== Directions ==
(a) Copy the Entity X restructure text word for word, starting at "Entity X currently" and ending at "difficult to achieve.".
(b) According to the Entity X restructure text, why is Entity X considering the Restructure? Answer in one to three sentences.

== Document extract ==

The principal activities of Entity X are to assist the interests of business members and contributors via representation and advocacy to Government and policy makers.
Entity X provides programs, information and support to both members and non-members, to ensure a diverse and robust business community. Entity X is committed to being the most trusted advocate for its members.
Entity X is able to achieve its aim through the provision of the services it offers.
Entity X is currently an unincorporated, registered Employer Association under the Fair Work (Registered Organisations) Act 2009 (Fair Work Act).
Entity X currently self-assesses its income tax exempt status under item 3.1 in section 50-15 of the ITAA 1997, as an employer association registered under the Fair Work Act.
Entity X is seriously contemplating restructuring its operations and transferring its operations to a new corporate structure, specifically:
• registering as an incorporated association, and
• subsequently registering as a company limited by guarantee.
(collectively, the Restructure)
The Restructure is being contemplated as a means of ensuring that Entity X is at all times represented by a Board that shares its vision. The current structure and the requirements of the Fair Work Act at times makes this difficult to achieve.
The services being offered currently by Entity X will be continued to be offered in the new structure.
Entity X is aware that once it is no longer registered as an Employer Association under the Fair Work Act it will no longer be able to self-assess its income tax exemption under section 3.1 in section 50-15 of the ITAA 1997.
As part of this proposed restructure, Entity X has amended and updated its Rules (the Proposed Rules) and Constitution (Amended Constitution).
It outlines its objects, not-for-profit clauses, membership and winding-up clauses.
Entity X is currently not and is not intending on being registered with the Australian Charities and Not-for- profits Commission) (ACNC).

== Dataset content ==
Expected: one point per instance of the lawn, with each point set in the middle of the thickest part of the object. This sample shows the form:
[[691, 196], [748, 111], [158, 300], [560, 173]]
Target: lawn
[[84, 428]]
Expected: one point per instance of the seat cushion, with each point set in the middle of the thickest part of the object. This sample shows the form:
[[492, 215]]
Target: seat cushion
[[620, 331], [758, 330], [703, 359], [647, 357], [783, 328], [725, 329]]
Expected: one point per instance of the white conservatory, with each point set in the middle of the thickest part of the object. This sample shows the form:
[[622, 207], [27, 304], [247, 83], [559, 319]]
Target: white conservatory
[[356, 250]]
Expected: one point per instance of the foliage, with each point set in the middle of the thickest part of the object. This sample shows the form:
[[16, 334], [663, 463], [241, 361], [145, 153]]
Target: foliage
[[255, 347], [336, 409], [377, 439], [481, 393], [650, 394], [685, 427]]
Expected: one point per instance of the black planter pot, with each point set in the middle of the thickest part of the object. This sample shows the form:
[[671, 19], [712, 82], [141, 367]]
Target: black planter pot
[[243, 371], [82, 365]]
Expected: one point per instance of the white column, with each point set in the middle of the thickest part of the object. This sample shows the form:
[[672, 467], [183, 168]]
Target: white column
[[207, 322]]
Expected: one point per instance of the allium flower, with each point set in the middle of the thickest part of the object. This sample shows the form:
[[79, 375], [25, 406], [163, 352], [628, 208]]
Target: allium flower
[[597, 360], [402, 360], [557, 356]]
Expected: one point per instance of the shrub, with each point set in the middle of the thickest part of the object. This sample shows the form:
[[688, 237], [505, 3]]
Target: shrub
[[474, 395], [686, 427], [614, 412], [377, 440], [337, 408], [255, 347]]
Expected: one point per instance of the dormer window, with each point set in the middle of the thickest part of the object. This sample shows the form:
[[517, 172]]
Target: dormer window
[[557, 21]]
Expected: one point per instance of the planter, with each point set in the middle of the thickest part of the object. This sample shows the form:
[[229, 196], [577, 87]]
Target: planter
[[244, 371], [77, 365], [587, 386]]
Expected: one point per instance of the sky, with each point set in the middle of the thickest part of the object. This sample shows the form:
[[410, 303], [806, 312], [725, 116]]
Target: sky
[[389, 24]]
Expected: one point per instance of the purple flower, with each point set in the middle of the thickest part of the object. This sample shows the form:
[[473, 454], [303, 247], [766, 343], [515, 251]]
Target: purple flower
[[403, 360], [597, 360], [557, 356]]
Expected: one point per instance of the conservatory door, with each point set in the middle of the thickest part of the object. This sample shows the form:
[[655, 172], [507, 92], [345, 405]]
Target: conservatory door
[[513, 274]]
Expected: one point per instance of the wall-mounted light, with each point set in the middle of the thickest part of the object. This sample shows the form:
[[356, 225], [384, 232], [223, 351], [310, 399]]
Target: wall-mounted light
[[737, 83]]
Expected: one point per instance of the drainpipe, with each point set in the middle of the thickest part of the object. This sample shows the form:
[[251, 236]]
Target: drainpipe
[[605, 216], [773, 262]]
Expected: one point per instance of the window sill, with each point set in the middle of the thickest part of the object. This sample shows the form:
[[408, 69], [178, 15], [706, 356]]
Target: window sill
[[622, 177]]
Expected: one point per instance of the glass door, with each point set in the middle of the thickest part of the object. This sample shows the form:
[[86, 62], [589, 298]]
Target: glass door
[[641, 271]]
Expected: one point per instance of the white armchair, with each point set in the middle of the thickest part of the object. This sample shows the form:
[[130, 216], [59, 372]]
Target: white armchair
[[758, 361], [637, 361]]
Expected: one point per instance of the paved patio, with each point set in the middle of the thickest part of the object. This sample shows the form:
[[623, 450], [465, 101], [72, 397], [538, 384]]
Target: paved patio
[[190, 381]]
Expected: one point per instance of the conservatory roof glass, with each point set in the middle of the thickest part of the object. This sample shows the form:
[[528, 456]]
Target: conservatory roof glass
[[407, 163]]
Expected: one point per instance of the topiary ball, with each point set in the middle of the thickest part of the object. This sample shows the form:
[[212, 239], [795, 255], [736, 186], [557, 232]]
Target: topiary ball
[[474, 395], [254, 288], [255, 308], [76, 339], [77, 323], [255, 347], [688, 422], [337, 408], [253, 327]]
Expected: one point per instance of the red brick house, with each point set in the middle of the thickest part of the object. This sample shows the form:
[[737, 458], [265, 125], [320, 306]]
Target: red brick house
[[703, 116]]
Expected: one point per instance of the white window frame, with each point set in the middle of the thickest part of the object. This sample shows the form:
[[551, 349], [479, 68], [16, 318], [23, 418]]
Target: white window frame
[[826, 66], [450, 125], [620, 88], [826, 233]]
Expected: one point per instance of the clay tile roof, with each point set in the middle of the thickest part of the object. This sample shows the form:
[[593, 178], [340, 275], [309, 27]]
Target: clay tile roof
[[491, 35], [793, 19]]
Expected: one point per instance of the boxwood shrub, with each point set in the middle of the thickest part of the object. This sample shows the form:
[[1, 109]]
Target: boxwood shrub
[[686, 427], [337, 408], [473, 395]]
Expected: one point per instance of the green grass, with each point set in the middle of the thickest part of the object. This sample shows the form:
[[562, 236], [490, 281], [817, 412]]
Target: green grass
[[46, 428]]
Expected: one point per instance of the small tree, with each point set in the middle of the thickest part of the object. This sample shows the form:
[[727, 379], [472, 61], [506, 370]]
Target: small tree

== Answers for the tasks ==
(a)
Entity X currently self-assesses its income tax exempt status under item 3.1 in section 50-15 of the ITAA 1997, as an employer association registered under the Fair Work Act.
Entity X is seriously contemplating restructuring its operations and transferring its operations to a new corporate structure, specifically:
• registering as an incorporated association, and
• subsequently registering as a company limited by guarantee.
(collectively, the Restructure)
The Restructure is being contemplated as a means of ensuring that Entity X is at all times represented by a Board that shares its vision. The current structure and the requirements of the Fair Work Act at times makes this difficult to achieve.

(b) Entity X is considering the Restructure to make sure it is always represented by a Board that shares its vision. Its current structure and the requirements of the Fair Work Act sometimes make this hard to achieve.